# Tasks for this exercise:
[1] In the text below on war damage claims against Russia, rewrite the paragraph beginning "Following this ruling" more briefly, keeping its main facts.
[2] According to the text below on war damage claims against Russia, how many individual applications concerning the events in Crimea, eastern Ukraine, and the Sea of Azov are pending before the ECtHR?
[3] Translate this sentence from the text below on war damage claims against Russia into Spanish: "Following this ruling, there have been several other decisions of Ukrainian courts declaring the Russian Federation responsible for war damage."

# Quoted text:
** begin **
Over 8,500 individual applications are pending before the ECtHR concerning the events in Crimea, eastern Ukraine, and the Sea of Azov. Considering that the Russian Federation has rejected enforcement of ECtHR decisions, there are concerns over execution of ECtHR decisions in cases of this type in the future.
Proceedings in Ukrainian national courts
In 2022 the Supreme Court of Ukraine declared that the Russian Federation has no jurisdictional immunity in war damage lawsuits in civil proceedings, and recognised the competence of Ukrainian courts to consider and resolve war damage lawsuits against Russia (decision of 14 April 2022 in case no. 308/9708/19 and decision of 18 May 2022 in case no. 760/17232/20-ц).
Following this ruling, there have been several other decisions of Ukrainian courts declaring the Russian Federation responsible for war damage. Although the Ukrainian courts have set aside the jurisdictional immunity of the Russian Federation, there is still the issue of its immunity from enforcement of court decisions, in Ukraine and abroad.
There are also certain concerns over lifting of the jurisdictional immunity of the Russian Federation by Ukrainian courts. As the International Court of Justice held in 2012 in Jurisdictional Immunities of the State (Germany v Italy: Greece intervening), the action of the Italian courts denying Germany immunity constituted a breach of Italy’s international obligations. The ICJ concluded that:
- “under customary international law as it presently stands, a State is not deprived of immunity by reason of the fact that it is accused of serious violations of international human rights law or the international law of armed conflict”
** end **
# Provided records:
** begin **
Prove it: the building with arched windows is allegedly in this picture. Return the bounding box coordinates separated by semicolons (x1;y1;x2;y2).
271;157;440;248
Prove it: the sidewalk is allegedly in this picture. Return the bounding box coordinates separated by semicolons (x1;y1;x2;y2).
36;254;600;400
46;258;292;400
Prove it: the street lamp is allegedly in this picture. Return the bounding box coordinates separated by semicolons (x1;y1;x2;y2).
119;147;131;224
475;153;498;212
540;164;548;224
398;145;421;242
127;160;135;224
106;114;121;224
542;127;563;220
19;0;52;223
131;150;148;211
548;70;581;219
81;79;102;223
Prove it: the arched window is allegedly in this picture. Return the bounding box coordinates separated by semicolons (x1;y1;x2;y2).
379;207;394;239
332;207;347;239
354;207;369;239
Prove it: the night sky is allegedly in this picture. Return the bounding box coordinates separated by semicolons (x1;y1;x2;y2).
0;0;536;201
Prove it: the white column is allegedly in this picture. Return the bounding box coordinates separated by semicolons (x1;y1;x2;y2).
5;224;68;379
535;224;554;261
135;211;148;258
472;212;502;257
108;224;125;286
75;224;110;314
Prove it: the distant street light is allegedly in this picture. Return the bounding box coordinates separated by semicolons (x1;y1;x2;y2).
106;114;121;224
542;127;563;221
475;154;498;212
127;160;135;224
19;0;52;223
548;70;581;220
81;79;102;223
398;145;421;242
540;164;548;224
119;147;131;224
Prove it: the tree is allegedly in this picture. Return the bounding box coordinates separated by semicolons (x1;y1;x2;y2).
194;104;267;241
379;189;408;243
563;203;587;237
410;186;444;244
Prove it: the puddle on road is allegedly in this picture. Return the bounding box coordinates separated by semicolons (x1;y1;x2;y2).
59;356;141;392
** end **
# Solution list:
[1] Ukrainian courts have since issued several more decisions holding the Russian Federation responsible for war damage. Although they have set aside its jurisdictional immunity, Russia's immunity from enforcement of court decisions, in Ukraine and abroad, remains an issue.

[2] Over 8,500.

[3] Tras esta resolución, ha habido varias otras decisiones de tribunales ucranianos que declaran a la Federación de Rusia responsable de los daños de guerra.